Data entries:
"""
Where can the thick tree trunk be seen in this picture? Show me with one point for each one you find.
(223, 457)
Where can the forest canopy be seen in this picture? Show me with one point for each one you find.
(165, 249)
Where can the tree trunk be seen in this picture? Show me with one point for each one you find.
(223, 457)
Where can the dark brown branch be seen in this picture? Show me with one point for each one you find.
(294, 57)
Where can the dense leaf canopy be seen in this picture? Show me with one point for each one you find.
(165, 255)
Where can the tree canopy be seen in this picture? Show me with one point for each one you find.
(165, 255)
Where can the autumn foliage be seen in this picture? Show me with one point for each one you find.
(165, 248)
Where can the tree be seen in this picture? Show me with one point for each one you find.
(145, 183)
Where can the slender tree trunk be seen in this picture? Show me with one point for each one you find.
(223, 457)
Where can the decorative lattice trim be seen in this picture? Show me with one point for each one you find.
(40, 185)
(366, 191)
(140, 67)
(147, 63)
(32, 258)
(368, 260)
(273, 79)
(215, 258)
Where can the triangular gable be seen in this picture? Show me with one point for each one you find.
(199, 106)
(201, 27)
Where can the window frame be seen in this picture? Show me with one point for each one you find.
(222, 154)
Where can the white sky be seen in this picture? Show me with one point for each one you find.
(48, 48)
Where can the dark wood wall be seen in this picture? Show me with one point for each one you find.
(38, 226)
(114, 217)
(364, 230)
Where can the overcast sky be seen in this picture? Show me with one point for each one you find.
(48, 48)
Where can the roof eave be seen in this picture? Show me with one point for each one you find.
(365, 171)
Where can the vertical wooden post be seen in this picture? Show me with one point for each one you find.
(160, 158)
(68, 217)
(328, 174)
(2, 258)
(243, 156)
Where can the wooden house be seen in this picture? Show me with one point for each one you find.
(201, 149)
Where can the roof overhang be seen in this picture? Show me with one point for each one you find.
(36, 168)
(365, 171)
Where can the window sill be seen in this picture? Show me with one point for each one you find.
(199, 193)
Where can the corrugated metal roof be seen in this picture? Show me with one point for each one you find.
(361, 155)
"""
§ **WHAT THE TASK ASKS**
Put the stretch of the data from the line containing "Where can the overcast" through the end into a numbered list, leaving out any blank lines.

§ **RESPONSE**
1. Where can the overcast sky be seen in this picture? Show me with one point for each one you find.
2. (48, 48)
3. Where can the roof eave be seen in this picture? Show me with one point for each one you find.
4. (365, 171)
5. Where can the vertical wooden post be seen in this picture? Show me with one point for each one you find.
6. (160, 158)
7. (68, 217)
8. (328, 174)
9. (2, 258)
10. (243, 156)
11. Where can the wooden house be seen in this picture? Show me with one point for each one you find.
12. (201, 149)
13. Where can the roof overhang be seen in this picture? Show me with one point for each one you find.
14. (36, 168)
15. (365, 171)
16. Where can the window sill be seen in this picture? Show me with one point for each one you find.
17. (199, 193)
18. Where can the corrugated metal roof be seen in this picture? Show me with one point for each one you find.
19. (361, 155)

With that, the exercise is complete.